Entries from a point annotation set:
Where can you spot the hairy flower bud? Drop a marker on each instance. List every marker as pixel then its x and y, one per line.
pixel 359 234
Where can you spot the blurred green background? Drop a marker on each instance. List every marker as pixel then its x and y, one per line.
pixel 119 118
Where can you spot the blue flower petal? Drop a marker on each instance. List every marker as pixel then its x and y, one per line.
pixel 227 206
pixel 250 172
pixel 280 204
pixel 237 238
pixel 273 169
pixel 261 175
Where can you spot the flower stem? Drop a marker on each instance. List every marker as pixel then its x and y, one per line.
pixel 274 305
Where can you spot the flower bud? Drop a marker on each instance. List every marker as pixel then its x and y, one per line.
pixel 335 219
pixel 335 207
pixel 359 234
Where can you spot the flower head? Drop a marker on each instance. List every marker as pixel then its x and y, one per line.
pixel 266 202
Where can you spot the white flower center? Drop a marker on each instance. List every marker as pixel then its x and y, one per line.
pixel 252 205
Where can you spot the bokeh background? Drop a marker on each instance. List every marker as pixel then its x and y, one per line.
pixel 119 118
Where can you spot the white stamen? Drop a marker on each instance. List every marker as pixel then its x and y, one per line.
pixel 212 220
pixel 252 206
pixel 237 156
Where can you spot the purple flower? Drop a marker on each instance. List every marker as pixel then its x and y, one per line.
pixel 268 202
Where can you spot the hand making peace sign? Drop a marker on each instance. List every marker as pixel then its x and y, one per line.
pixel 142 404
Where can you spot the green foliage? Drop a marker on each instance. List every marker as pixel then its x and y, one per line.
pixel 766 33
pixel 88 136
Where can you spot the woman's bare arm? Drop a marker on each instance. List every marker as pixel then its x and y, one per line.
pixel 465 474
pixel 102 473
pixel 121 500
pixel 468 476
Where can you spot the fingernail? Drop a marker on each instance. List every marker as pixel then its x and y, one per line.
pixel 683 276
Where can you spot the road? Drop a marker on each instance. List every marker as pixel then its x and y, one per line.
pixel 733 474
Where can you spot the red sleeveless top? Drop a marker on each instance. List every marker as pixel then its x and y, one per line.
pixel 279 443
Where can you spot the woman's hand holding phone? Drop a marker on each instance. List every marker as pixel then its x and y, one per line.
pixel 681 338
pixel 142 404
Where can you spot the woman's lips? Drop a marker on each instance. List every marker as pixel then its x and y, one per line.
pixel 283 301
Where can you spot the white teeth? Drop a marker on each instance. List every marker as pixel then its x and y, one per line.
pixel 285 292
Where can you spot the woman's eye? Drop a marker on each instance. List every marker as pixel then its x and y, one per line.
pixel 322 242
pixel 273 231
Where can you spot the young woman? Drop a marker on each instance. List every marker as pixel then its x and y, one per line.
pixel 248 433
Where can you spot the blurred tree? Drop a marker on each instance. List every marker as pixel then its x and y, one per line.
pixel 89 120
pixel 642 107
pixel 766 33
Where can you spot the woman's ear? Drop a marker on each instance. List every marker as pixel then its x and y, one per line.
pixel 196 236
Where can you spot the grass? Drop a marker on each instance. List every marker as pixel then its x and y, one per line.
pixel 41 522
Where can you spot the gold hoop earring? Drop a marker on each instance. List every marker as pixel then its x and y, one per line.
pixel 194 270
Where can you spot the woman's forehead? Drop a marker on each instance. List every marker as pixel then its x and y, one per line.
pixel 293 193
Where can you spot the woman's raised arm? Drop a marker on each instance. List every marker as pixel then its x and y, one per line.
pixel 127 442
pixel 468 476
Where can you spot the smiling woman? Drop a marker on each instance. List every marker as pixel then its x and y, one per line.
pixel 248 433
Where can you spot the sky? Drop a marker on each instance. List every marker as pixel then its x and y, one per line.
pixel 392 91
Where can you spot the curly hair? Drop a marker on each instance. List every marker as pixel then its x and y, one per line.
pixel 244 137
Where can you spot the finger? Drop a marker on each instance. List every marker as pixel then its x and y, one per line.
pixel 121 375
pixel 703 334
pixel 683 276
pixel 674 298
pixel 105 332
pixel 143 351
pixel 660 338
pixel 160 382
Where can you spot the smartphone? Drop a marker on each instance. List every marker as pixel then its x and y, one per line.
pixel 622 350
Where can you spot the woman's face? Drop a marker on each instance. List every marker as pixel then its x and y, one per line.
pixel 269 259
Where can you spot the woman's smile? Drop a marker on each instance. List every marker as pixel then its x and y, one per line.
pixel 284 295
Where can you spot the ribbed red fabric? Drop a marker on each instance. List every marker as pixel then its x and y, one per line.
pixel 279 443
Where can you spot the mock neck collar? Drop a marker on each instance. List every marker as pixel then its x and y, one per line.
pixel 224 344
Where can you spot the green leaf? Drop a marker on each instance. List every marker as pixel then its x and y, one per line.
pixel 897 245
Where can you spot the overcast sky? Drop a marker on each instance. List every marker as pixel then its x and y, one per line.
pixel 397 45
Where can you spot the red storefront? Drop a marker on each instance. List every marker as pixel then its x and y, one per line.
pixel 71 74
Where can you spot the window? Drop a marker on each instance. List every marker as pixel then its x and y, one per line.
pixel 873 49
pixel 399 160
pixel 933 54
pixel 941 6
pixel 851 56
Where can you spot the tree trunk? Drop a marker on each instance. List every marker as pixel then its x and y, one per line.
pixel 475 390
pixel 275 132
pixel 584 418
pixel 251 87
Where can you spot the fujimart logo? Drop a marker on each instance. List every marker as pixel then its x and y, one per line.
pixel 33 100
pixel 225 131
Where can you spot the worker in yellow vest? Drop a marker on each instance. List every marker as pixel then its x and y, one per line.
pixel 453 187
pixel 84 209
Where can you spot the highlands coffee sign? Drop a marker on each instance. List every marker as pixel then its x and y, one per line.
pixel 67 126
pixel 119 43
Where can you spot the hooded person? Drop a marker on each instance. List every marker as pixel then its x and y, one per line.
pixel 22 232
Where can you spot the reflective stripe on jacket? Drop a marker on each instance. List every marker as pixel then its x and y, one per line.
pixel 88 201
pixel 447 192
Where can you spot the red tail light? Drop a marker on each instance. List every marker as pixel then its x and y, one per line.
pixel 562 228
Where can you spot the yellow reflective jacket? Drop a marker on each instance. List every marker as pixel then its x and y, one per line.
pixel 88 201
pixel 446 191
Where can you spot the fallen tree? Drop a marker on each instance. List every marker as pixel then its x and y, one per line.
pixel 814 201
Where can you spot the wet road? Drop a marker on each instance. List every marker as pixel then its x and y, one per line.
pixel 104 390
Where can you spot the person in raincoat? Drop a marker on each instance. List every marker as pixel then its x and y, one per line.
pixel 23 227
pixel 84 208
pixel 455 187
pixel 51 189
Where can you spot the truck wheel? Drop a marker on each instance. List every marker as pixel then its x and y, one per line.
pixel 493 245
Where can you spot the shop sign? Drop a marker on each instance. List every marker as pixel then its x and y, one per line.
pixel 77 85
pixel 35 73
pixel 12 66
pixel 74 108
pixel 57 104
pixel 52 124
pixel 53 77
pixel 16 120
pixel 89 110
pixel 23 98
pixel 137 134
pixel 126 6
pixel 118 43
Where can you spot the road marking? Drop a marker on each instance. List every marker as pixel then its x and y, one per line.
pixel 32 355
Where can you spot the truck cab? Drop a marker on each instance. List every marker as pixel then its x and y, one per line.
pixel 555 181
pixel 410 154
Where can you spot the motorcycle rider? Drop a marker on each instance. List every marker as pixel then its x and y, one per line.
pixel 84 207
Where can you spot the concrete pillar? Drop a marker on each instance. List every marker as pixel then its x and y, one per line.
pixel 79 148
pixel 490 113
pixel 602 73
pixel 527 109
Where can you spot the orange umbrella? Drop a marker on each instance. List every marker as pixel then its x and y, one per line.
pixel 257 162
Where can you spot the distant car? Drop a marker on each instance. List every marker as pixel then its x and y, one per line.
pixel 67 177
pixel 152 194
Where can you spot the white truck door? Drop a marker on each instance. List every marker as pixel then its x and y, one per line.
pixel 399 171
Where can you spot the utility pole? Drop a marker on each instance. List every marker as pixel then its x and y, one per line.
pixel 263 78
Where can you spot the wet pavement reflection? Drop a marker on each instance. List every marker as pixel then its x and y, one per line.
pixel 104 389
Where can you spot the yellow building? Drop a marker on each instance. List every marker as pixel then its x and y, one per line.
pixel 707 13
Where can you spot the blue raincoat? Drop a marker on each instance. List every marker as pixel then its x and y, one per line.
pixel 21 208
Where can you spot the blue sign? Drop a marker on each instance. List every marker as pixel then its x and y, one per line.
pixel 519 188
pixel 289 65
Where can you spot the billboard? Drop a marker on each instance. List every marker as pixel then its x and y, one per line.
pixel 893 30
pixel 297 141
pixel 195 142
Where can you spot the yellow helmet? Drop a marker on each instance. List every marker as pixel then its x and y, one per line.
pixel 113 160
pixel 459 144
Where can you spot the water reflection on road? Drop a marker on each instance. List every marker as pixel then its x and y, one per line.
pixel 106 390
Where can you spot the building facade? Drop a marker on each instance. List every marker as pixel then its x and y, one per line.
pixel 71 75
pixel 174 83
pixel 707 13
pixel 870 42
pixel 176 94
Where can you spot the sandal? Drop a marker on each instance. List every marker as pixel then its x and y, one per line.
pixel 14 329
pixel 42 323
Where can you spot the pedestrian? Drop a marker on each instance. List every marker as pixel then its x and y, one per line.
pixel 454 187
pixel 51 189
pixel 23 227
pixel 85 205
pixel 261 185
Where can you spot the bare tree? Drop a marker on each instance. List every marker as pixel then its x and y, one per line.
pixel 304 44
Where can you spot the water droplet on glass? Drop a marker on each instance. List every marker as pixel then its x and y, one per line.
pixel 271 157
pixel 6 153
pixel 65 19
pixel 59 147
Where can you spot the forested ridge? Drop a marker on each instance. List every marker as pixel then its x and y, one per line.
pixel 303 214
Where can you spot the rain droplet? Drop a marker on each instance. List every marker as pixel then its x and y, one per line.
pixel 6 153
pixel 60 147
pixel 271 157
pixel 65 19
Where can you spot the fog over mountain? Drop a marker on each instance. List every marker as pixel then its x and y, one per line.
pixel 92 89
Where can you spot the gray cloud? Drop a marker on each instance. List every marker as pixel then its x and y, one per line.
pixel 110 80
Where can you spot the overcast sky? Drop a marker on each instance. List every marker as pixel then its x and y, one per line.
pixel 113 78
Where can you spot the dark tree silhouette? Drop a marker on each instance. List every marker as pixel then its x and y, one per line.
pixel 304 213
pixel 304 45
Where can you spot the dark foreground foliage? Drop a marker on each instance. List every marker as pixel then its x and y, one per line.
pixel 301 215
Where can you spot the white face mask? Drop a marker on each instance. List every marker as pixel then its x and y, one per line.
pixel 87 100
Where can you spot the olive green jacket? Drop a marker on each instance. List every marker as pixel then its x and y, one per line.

> The task
Substitute "person's" for "woman's" and give these lines again with nothing else changed. Begin at the line that has "Where can you spot the woman's face?" and stop after the line that has "pixel 224 344".

> Reply to the task
Where can you spot the person's face? Drop a marker on each instance. List every marker as pixel then its x and y, one per line.
pixel 269 259
Where can you spot the person's smile? Drop a marker on each instance. List every marker as pixel then its x and y, one per line.
pixel 284 295
Where can you spot the ribbed red fabric? Drop a marker on each instance. List every marker as pixel then its x and y, one per line.
pixel 279 443
Where can you spot the mock neck collar? Drop a marker on each instance. List every marker as pixel then its x and y, one per line.
pixel 224 344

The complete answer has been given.